Exercise directions =
Reproduce each of the following records word for word, in the order they appear. Omit the pictures from your copy.

::::

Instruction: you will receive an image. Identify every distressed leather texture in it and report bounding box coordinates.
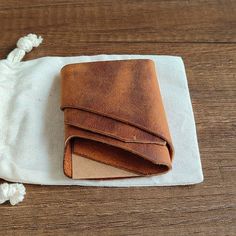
[61,59,174,178]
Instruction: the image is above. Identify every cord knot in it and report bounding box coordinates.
[7,34,43,62]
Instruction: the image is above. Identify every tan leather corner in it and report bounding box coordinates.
[61,60,174,178]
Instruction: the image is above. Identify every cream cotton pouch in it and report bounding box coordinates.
[0,34,203,205]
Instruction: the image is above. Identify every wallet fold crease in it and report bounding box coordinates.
[61,59,174,179]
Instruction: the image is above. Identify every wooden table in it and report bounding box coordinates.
[0,0,236,235]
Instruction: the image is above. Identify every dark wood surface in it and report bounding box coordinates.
[0,0,236,235]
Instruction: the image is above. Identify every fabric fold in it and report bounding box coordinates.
[61,59,174,179]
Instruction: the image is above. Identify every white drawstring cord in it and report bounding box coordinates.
[7,34,43,62]
[0,183,26,206]
[0,34,43,206]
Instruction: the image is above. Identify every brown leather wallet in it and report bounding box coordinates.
[61,59,174,179]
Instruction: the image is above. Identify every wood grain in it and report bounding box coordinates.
[0,0,236,235]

::::

Correct output =
Instruction: you will receive an image. Identify every distressed leather texture in it and report bounding box coordinates.
[61,59,174,178]
Instruction: the image is above. Identify every cord knot in it and report bounding box coordinates.
[7,34,43,62]
Instruction: the image is above. Identify every tan leather corner in it and report bounding box coordinates.
[61,60,174,178]
Instruction: the image is above. Identify every cream cotton pouch in it and report bounding box coordinates.
[0,34,203,205]
Instruction: the image is above. Identify every wallet fold crease in it and report bounding box coordinates.
[61,59,174,179]
Instruction: the image is above. Identify every wooden table in it and report bounding box coordinates.
[0,0,236,235]
Instruction: the image is above. Identify every dark wood surface in it and report bounding box coordinates.
[0,0,236,235]
Instruction: the image is above. Identify every fabric fold in it and report bounding box coordinates.
[61,59,174,179]
Instruction: the image is above. Identify every white drawstring cord in it and report bounding box coordinates.
[7,34,43,62]
[0,183,26,206]
[0,34,43,206]
Instruction: the image is above. Identify every brown leather wallet in it and report bounding box coordinates.
[61,59,174,179]
Instruction: the image is above. Identify every wood grain in it and report bounding box coordinates.
[0,0,236,235]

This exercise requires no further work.